◆ **The task**: With no addition or omission, return the entries below.

◆ **Material supplied**:
^^^^^^^^

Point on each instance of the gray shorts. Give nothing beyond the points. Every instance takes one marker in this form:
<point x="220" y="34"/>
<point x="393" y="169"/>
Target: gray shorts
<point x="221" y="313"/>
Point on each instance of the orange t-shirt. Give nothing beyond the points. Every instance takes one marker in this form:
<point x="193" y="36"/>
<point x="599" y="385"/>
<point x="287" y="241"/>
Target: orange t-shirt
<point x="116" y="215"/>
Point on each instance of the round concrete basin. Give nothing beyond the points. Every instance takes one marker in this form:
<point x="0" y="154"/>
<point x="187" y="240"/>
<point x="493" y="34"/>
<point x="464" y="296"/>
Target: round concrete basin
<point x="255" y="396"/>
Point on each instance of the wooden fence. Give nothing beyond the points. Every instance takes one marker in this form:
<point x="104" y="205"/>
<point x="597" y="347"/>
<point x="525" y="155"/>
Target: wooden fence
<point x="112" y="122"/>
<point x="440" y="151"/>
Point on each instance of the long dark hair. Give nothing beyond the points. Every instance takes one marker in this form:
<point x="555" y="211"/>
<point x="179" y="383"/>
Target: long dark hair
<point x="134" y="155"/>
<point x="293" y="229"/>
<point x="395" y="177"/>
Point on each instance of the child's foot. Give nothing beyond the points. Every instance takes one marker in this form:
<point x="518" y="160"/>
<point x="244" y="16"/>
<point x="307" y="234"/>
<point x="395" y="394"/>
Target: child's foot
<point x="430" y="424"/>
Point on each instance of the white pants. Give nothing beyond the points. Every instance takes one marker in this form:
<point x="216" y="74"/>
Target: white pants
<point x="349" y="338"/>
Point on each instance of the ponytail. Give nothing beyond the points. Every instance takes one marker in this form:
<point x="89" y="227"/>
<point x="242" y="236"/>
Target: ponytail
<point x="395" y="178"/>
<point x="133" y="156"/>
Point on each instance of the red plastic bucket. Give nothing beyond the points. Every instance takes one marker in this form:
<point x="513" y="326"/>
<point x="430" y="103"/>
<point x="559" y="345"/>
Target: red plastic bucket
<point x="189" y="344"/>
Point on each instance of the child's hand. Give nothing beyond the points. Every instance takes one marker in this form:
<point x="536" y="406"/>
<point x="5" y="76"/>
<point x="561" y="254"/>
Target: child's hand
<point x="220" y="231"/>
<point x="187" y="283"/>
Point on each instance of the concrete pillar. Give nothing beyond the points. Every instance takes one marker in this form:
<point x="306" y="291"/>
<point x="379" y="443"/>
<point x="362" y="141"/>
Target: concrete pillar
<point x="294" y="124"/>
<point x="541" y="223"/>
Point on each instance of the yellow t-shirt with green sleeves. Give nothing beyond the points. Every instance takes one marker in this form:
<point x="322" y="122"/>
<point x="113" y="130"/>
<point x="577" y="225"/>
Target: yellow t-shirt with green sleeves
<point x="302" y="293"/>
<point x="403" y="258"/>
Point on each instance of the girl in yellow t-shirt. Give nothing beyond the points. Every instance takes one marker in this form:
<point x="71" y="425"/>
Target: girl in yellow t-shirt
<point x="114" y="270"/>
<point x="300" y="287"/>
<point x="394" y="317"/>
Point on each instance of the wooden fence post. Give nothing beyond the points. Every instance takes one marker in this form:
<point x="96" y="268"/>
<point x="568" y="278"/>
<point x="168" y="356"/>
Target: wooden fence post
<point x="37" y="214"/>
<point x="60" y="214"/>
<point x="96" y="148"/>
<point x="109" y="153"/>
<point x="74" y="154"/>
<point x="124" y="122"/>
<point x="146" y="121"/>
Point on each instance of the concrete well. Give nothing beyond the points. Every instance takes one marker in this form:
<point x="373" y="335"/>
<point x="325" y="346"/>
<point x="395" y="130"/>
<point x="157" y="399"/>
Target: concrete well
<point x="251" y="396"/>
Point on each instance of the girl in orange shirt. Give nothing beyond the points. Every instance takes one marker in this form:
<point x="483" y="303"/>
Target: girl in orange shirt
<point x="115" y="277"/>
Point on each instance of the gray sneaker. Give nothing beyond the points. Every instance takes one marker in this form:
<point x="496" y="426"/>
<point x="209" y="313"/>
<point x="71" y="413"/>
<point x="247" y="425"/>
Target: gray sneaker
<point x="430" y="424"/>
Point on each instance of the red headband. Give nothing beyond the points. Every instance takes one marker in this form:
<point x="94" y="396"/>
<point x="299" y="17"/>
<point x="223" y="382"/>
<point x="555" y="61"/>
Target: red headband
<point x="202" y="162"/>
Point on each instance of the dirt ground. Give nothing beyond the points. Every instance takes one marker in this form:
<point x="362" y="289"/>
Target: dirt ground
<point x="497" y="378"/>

^^^^^^^^

◆ **Result for this task**:
Point on each instance of the gray shorts. Give nothing beyond the points. Every instance takes one marker in this form:
<point x="220" y="34"/>
<point x="393" y="169"/>
Target: gray shorts
<point x="221" y="313"/>
Point on each instance of the orange t-shirt. Give nothing beyond the points. Every instance takes one marker in this form:
<point x="193" y="36"/>
<point x="599" y="385"/>
<point x="287" y="241"/>
Target: orange t-shirt
<point x="116" y="215"/>
Point on each instance of the round concrete basin. Give nothing beyond the points. Every instance takes one marker in this form:
<point x="0" y="154"/>
<point x="187" y="240"/>
<point x="493" y="34"/>
<point x="464" y="296"/>
Target: round concrete basin
<point x="255" y="396"/>
Point on each instance of the wooden fence. Give nothing beyond the points. Every instance takes one marker in this form:
<point x="104" y="205"/>
<point x="597" y="347"/>
<point x="525" y="155"/>
Target: wooden fence
<point x="112" y="122"/>
<point x="440" y="151"/>
Point on each instance of the long dark hair. Give nothing beyond the points. Every instance takes one marker in this form:
<point x="555" y="211"/>
<point x="179" y="383"/>
Target: long dark hair
<point x="134" y="155"/>
<point x="293" y="229"/>
<point x="395" y="177"/>
Point on each instance of the child's foot. Give nothing beyond the points. Every instance takes one marker in this form:
<point x="518" y="160"/>
<point x="244" y="16"/>
<point x="307" y="234"/>
<point x="395" y="394"/>
Target: child's foot
<point x="430" y="424"/>
Point on each instance of the white pants. Give nothing beyond the points. Every instance takes one marker in this form:
<point x="216" y="74"/>
Target: white pants
<point x="349" y="338"/>
Point on each instance of the ponytail. Give nothing beyond the points. Every instance takes one marker in this form:
<point x="89" y="227"/>
<point x="242" y="236"/>
Target: ponytail
<point x="395" y="178"/>
<point x="133" y="156"/>
Point on each instance of the red plastic bucket. Give nothing beyond the points. Every instance takes one marker in this form:
<point x="513" y="326"/>
<point x="430" y="103"/>
<point x="559" y="345"/>
Target: red plastic bucket
<point x="189" y="344"/>
Point on each instance of the child's hand. Give nothing beyond the points. Every instance takes one marker in this form:
<point x="536" y="406"/>
<point x="5" y="76"/>
<point x="561" y="254"/>
Target: child's hand
<point x="220" y="231"/>
<point x="187" y="283"/>
Point on each instance of the concrete pillar. Give nothing beyond the points. Every instance takes one marker in this form:
<point x="306" y="291"/>
<point x="379" y="443"/>
<point x="362" y="141"/>
Target: concrete pillar
<point x="294" y="124"/>
<point x="541" y="223"/>
Point on each instance of the yellow t-shirt with green sleeves. Give nothing beyond the points. Every instance takes one marker in this form:
<point x="322" y="122"/>
<point x="113" y="130"/>
<point x="577" y="225"/>
Target: yellow t-shirt with green sleeves
<point x="302" y="293"/>
<point x="403" y="258"/>
Point on each instance of the girl in yellow t-shirt. Give nothing beyond the points. Every instance takes one marker in this form:
<point x="71" y="425"/>
Target: girl in yellow t-shirt
<point x="114" y="270"/>
<point x="300" y="287"/>
<point x="394" y="317"/>
Point on each instance of the wooden fence post. Give nothing beyond the points. Every instance takes one marker in this form:
<point x="96" y="268"/>
<point x="568" y="278"/>
<point x="168" y="356"/>
Target: wooden fence post
<point x="37" y="214"/>
<point x="60" y="214"/>
<point x="96" y="148"/>
<point x="109" y="153"/>
<point x="74" y="154"/>
<point x="124" y="122"/>
<point x="146" y="121"/>
Point on each instance of the concrete well. Give nothing beyond the points. Every instance takes one marker in this form:
<point x="373" y="335"/>
<point x="325" y="346"/>
<point x="395" y="130"/>
<point x="157" y="399"/>
Target: concrete well
<point x="251" y="396"/>
Point on each instance of the girl in orange shirt. Give nothing beyond the points. Every instance takes one marker in this form:
<point x="483" y="303"/>
Target: girl in orange shirt
<point x="115" y="277"/>
Point on each instance of the gray sneaker. Give nothing beyond the points. Every instance takes one marker in this form:
<point x="496" y="426"/>
<point x="209" y="313"/>
<point x="71" y="413"/>
<point x="247" y="425"/>
Target: gray sneaker
<point x="430" y="424"/>
Point on each instance of the red headband. Give nothing beyond the points. Every instance takes one marker in this form:
<point x="94" y="396"/>
<point x="299" y="17"/>
<point x="223" y="382"/>
<point x="555" y="61"/>
Target: red headband
<point x="202" y="162"/>
Point on each instance of the dirt ground. Give nothing beyond the points. Every instance takes one marker in this form:
<point x="362" y="289"/>
Target: dirt ground
<point x="497" y="378"/>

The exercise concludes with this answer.